■ **Your instructions**
Format the stretch of lines below, from the one containing "Find the single-story" through the one containing "Find the blue", as a numbered list, omitting any blank lines. Include only those lines.

■ **Data to use**
__________

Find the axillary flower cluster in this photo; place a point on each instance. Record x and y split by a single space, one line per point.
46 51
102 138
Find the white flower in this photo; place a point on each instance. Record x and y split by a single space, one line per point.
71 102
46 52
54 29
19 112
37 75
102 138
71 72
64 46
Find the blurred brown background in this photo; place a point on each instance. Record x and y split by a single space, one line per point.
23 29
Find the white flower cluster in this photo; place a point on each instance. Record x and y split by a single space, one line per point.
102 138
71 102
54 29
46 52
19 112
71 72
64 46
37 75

__________

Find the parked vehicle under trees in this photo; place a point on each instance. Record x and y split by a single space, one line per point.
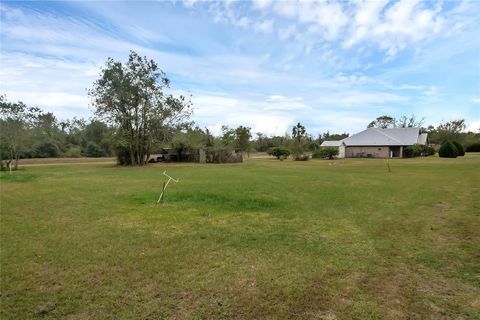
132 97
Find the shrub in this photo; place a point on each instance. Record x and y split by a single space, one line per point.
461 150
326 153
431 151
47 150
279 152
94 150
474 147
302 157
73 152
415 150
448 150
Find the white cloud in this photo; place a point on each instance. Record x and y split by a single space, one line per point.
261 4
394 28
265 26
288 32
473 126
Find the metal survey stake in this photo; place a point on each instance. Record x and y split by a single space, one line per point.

__________

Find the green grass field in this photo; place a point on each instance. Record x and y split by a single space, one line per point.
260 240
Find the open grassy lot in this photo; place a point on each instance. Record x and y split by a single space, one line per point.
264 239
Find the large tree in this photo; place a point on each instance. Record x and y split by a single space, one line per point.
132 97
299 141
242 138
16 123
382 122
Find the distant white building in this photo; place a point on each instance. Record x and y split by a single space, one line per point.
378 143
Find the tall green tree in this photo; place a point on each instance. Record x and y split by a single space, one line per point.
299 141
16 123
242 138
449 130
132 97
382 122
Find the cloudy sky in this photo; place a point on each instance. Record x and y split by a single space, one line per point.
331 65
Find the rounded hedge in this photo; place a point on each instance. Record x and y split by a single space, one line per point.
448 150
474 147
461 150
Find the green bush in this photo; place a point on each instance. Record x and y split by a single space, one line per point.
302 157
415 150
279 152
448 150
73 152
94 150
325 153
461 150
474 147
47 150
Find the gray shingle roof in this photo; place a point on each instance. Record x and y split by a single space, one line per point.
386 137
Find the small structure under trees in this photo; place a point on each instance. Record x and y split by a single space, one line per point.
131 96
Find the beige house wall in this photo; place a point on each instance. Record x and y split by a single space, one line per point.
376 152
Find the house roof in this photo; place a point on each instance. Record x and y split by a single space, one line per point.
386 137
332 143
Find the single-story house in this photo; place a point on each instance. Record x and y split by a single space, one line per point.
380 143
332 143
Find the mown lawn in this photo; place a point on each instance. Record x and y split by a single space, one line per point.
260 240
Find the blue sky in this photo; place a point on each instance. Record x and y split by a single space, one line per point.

__________

■ **Finished answer**
1. Find the single-story house in this photo; place a point on each instance. Record x and y split by a single space, one line per point.
2. 380 143
3. 332 143
4. Find the mown lawn in this photo; place a point on each instance. Record x and y split by a single space, one line per point.
5. 260 240
6. Find the blue sky in this photo; place a point on each instance. Record x and y split by a single space, one line per point.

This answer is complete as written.